**YOUR INSTRUCTIONS**
Reproduce word for word the stretch of items below from the line containing "For every instance of the horse's eye, set" through the line containing "x=804 y=490", both ends included, and nothing else.

**RECORDED DATA**
>>>

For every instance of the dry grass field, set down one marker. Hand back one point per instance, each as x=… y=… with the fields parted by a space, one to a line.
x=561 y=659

<<<
>>>

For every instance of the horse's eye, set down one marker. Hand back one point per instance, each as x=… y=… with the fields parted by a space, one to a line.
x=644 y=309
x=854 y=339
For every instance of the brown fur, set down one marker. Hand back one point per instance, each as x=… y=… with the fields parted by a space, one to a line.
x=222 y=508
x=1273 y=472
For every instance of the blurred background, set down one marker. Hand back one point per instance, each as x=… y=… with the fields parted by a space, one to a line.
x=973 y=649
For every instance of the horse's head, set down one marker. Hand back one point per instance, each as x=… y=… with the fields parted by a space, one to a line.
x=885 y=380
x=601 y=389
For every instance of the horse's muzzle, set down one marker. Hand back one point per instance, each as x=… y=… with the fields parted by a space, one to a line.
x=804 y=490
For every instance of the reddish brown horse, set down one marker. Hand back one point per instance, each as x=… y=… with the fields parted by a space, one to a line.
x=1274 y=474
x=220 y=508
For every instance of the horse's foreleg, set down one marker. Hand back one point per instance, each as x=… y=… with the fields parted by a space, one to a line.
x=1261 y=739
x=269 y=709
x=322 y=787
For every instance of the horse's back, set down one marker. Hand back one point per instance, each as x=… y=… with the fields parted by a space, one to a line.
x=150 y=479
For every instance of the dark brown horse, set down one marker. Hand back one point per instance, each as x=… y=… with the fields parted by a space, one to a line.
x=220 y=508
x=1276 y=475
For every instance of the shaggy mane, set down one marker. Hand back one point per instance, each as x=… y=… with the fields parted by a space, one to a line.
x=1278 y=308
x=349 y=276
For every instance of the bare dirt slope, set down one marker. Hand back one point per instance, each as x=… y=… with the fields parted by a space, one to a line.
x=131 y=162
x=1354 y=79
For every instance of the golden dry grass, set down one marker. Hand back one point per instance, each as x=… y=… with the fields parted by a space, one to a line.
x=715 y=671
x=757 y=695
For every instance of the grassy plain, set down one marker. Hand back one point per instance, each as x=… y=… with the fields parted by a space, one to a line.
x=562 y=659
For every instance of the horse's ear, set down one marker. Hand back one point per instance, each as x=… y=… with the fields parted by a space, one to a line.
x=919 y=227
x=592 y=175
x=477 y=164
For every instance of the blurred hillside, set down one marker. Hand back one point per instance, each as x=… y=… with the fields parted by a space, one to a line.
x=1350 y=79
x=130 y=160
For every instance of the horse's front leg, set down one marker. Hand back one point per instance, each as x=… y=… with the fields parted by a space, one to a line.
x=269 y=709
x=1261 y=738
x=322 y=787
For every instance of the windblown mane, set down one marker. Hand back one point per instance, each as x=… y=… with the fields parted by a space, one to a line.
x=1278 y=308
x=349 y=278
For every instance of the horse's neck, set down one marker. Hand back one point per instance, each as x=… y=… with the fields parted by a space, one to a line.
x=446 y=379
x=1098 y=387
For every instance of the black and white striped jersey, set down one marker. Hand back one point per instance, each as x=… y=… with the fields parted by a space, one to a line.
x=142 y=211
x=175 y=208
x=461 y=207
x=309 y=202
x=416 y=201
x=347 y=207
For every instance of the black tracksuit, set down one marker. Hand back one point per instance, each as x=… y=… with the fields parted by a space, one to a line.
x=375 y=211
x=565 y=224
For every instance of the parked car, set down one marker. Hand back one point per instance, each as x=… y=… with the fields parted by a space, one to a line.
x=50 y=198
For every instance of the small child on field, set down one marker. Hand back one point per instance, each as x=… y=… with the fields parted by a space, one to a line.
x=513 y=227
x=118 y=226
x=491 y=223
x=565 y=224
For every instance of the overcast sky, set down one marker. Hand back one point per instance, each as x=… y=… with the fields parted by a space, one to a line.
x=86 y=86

<<<
>>>

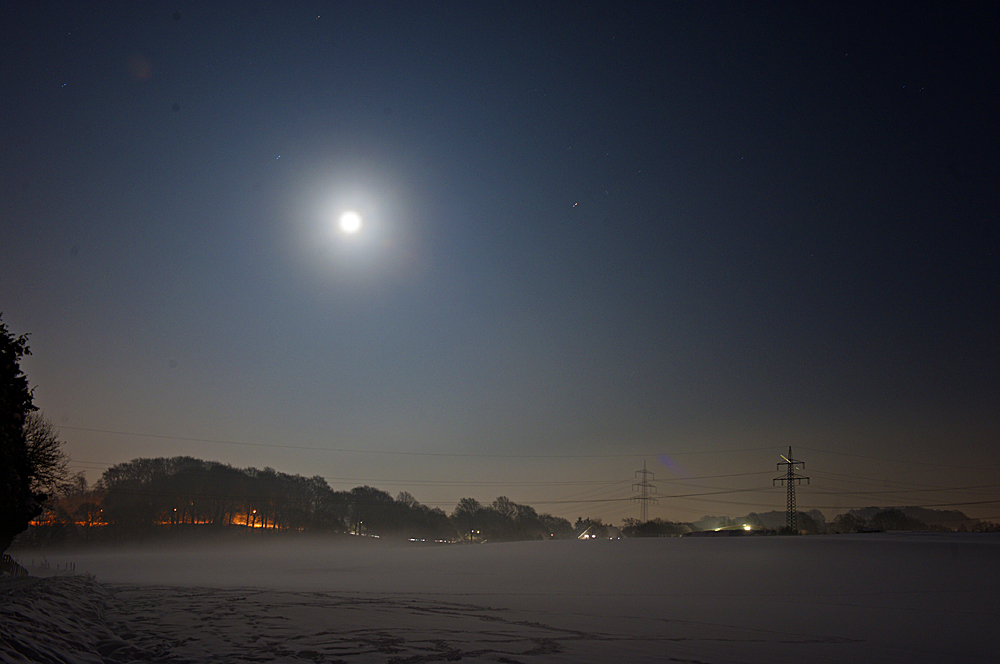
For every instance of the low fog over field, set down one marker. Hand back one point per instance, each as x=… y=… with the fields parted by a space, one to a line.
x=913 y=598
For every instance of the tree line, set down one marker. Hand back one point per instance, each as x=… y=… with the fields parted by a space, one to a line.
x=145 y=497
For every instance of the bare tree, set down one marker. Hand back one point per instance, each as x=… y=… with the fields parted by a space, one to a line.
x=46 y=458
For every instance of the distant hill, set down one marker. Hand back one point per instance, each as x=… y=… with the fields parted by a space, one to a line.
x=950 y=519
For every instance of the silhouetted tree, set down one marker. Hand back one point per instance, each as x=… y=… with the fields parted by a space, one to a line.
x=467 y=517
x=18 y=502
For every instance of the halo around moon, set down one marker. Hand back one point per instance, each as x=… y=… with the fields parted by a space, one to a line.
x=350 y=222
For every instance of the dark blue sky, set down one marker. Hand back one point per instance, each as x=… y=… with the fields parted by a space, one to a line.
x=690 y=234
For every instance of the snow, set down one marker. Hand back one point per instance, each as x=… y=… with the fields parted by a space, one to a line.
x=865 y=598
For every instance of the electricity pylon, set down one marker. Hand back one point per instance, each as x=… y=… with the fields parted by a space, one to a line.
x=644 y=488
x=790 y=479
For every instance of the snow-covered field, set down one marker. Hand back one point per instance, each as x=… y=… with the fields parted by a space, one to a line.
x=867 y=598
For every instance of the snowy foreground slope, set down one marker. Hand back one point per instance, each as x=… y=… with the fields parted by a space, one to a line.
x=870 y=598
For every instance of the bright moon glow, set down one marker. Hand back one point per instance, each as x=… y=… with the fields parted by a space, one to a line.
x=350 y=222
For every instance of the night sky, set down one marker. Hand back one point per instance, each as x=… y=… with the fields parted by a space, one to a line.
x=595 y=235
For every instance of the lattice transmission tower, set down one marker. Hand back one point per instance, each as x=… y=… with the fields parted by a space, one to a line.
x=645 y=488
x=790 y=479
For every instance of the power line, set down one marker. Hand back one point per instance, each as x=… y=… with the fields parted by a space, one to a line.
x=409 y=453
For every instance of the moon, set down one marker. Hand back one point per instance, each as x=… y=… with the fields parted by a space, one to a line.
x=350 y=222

<<<

**WRITTEN RESPONSE**
For every instance of the horse's eye, set down one marker. Hand back one point per instance, each as x=… y=… with the fields parted by a space, one to a line.
x=644 y=309
x=854 y=339
For every instance of the brown fur, set down one marker. Hand back one point per instance, each as x=… y=… with the fields parted by a space, one to a line.
x=222 y=508
x=1273 y=472
For every instance of the blurred background, set down one marker. Hand back one point per instance, each as x=… y=… with the fields parted by a space, one to a line.
x=973 y=649
For every instance of the horse's head, set down one marker. Hand back one point per instance, each as x=… y=… with the fields parted by a space, one to a line.
x=885 y=380
x=601 y=389
For every instance of the horse's muzzle, set down one marker. Hand back one point per instance, each as x=… y=… with the fields parted by a space, one to a line.
x=804 y=490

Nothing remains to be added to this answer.